* start Text shown *
# Week long vacation...how to feed?



## mr_costarican (Mar 8, 2005)

Hello, i have 4 2" rb in a 55 gal, and am wondering if anyone has ever gone on vacation for a week or so and in what way they fed their fish. I was thinking about stocking the tank right before leaving with an excess of feeders, since no one will be able to feed the fish for me. thanks in advance...


----------



## SMITZ71 (Jun 4, 2004)

To me this situation is quite the gamble...Most fish can survive a week without food depending on their size and environment, but it's not something I'd test the waters with...Iam often gone on weekends and just this last one, I missed a day of feeding which caused heavy fin nips







...Can try you're idea with feeders for it should work, but I'd try again to see if you can find someone to feed your tank on a daily basis


----------



## mr_costarican (Mar 8, 2005)

I would like to find someone, but since i'm at school, no one will be staying here....


----------



## 33truballa33 (Oct 18, 2004)

i went home for 2 weeks and my fish were fine excpet one that died cause of my room mate not adding water conditioner.. just make sure u do a big water change b4 u leave and when u get back.. if all else fails u can make dividers so they dont kill each other if u cant find sum1 to fee dthem


----------



## Grosse Gurke (Jan 3, 2003)

I would divide the tank if you are worried about the fish killing eachother. just get some eggcrate from home depot and cut it up into 3 dividers. I wouldnt feed them anything...they can easily go more than a week and your water will be fine when you return.


----------



## Buff Canuk (Nov 29, 2004)

MY Spring break is coming up and ill be gone for a week so i bought an automatic feeder and i have a friend whose gunna make sure everythings ok halfway through the week for me. Anyone of you guys ever used one?


----------



## davidpeter (Nov 16, 2016)
* end Text shown *
* start Data extract *
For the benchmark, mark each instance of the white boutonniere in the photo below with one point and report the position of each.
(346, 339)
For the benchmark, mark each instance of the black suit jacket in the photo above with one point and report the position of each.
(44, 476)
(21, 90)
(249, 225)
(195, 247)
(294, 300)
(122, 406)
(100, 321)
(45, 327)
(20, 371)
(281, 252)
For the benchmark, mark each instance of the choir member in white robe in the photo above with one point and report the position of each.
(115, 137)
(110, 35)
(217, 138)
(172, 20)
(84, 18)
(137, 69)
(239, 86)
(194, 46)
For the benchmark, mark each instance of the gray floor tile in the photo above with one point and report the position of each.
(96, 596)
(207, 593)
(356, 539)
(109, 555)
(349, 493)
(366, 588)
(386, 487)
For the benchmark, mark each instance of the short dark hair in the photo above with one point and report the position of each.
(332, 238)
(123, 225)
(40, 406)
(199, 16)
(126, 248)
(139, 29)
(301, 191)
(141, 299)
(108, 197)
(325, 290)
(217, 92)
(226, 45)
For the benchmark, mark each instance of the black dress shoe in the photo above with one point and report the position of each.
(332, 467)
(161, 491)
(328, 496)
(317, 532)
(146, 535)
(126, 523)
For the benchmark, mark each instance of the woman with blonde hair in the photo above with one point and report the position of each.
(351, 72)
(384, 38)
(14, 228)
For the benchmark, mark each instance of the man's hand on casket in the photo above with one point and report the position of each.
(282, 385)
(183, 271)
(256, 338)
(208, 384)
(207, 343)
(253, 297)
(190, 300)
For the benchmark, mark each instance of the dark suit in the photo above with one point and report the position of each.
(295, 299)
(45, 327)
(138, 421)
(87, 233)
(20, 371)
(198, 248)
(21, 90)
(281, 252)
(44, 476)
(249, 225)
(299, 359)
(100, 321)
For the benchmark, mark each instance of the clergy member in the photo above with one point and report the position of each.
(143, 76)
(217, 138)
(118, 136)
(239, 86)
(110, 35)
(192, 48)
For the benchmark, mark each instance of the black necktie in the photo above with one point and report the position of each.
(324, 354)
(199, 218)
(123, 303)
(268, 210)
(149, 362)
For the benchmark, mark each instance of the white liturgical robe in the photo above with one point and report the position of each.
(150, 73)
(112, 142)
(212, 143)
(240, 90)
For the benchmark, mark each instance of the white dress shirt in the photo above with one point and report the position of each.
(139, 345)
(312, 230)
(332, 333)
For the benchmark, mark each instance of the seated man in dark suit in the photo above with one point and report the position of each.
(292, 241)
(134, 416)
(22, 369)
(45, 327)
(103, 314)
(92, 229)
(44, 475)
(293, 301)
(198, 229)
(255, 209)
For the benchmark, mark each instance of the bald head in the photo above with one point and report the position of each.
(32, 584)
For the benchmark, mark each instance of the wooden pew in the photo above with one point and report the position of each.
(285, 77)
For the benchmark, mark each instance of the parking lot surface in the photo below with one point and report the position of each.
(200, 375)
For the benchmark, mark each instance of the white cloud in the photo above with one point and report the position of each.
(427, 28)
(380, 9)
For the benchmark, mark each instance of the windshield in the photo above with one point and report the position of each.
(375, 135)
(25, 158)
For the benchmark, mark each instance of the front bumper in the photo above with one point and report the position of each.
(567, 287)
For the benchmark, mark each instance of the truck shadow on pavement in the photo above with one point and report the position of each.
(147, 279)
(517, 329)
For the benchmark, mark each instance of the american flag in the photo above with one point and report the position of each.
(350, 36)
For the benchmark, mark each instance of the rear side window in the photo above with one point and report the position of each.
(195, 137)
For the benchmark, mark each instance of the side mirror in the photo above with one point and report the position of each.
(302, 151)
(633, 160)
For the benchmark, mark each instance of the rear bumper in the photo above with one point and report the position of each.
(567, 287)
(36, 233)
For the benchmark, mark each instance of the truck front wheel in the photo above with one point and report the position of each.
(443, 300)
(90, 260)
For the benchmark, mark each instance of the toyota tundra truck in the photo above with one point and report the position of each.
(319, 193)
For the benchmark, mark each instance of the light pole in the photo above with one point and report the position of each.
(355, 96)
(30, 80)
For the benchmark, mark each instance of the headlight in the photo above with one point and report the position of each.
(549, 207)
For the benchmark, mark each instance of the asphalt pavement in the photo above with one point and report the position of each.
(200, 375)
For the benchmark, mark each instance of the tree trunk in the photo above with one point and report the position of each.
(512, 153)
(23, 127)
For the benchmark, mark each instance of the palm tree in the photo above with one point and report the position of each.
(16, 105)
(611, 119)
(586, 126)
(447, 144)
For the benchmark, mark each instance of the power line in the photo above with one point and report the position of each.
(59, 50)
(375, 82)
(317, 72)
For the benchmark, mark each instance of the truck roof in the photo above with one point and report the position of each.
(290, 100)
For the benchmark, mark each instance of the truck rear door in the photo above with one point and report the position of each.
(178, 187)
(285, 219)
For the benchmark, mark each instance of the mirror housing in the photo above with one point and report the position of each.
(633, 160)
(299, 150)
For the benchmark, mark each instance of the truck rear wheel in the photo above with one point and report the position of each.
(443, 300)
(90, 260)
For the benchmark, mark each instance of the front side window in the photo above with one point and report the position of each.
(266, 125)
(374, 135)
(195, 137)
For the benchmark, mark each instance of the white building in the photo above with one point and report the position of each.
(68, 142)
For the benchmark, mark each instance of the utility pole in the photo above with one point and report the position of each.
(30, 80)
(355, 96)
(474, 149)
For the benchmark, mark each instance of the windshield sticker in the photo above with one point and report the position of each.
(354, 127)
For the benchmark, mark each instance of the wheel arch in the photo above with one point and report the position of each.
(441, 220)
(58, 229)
* end Data extract *
*Task:*
Rewrite everything in the vacation feeding thread from "## Buff Canuk" down to "(Nov 16, 2016)", substituting "timed feeder" for "automatic feeder". The records are separate material, unrelated to the vacation feeding thread.

*Solution for this task:*
## Buff Canuk (Nov 29, 2004)

MY Spring break is coming up and ill be gone for a week so i bought an timed feeder and i have a friend whose gunna make sure everythings ok halfway through the week for me. Anyone of you guys ever used one?


----------



## davidpeter (Nov 16, 2016)